-- Supplied text follows --

Cancer charity's €7.4m payroll under review to fund hardship scheme
Some 10 senior managers in the Irish Cancer Society are to have their salaries of more than €70,000 reviewed in a bid to generate the funds needed to provide financial support to families of children fighting the disease.
The move follows the society's decision yesterday to reopen its financial support fund - following an earlier shock announcement that it was being closed, which sparked public outrage.
The scheme is now being reopened - but for children only - and the charity needs to make around €200,000 in savings to supply the fund.
A spokeswoman said its chief executive John McCormack earns €145,000 a year and has his health insurance covered, at a cost of around €3,000. He also has a company car, a Toyota Avensis, due to the amount of travelling he does. He contributes 12pc of his gross salary towards his pension and the charity gives 16pc. The spokeswoman declined to name the other senior managers or specify their salaries on the grounds of confidentiality.
The charity's 2014 accounts showed its payroll costs were €7.4m. It receives around €300,000 from the Department of Health annually to distribute to cancer patients it deems are in need of help with transport costs.
Its fundraising income fell to €19.5m last year from €20.6m in 2014, prompting it to axe the financial support scheme - which paid out €1.8m in 2015.
A survey carried out by the charity last year highlighted the hidden costs faced by cancer patients, which can amount to up to €1,200 a month.
The spokesperson said it had already cut salary costs by not covering maternity leave, not filling some vacancies and through a small number of redundancies.
However a spokeswoman confirmed that, while a pay freeze was in place between 2008 and 2014, staff - excluding the chief executive and senior management - received a 1pc pay rise last year.
Kathleen O'Meara, the charity's director of advocacy, said the U-turn on the support fund was made in light of "the major upset and anger" among patients, families and donors.

-- Supplied text concluded --
-- Provided records follows --

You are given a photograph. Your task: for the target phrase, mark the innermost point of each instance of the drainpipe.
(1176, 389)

-- Provided records concluded --
-- Provided records follows --

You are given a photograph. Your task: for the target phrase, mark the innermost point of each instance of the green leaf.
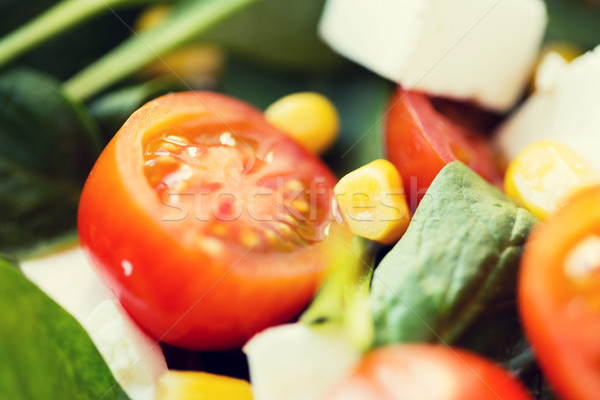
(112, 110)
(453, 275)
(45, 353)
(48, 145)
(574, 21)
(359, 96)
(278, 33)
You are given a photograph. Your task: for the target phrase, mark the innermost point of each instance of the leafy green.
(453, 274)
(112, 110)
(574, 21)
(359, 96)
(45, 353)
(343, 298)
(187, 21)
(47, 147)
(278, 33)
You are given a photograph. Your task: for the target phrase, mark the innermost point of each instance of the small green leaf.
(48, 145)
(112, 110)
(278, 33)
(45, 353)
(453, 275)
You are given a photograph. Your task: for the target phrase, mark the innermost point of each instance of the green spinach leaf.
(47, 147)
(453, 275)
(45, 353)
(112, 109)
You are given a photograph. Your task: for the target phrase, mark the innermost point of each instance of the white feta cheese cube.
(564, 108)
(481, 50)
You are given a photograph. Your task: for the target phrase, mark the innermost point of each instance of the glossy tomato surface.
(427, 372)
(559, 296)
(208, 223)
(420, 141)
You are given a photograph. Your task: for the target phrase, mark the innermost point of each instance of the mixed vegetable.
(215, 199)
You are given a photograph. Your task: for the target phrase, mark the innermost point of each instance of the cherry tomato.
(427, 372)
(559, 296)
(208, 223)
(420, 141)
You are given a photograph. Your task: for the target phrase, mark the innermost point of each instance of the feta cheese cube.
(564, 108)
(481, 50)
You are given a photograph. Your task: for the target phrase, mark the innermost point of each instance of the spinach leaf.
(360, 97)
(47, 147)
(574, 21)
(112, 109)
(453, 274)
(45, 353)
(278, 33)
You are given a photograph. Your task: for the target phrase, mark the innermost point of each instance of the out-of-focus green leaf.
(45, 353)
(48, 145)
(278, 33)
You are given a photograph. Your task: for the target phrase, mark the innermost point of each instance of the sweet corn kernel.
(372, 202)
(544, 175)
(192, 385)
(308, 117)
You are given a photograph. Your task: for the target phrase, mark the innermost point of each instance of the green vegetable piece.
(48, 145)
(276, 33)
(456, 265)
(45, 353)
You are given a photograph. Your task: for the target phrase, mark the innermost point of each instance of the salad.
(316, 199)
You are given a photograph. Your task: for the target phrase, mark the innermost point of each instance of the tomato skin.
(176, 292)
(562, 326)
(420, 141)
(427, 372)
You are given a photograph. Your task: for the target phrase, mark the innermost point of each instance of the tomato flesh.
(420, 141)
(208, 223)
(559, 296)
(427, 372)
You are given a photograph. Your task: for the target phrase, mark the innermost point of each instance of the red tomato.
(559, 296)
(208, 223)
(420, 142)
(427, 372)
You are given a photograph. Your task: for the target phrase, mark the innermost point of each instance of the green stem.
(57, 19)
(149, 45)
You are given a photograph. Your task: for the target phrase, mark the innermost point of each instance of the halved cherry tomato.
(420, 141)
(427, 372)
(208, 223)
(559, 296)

-- Provided records concluded --

--- Questions ---
1. Transcribe everything in the cancer charity article from "The spokesperson said" down to "number of redundancies.".
2. According to the cancer charity article, how much did the financial support scheme pay out in 2015?

--- Solutions to the exercise ---
1.
The spokesperson said it had already cut salary costs by not covering maternity leave, not filling some vacancies and through a small number of redundancies.

2. €1.8m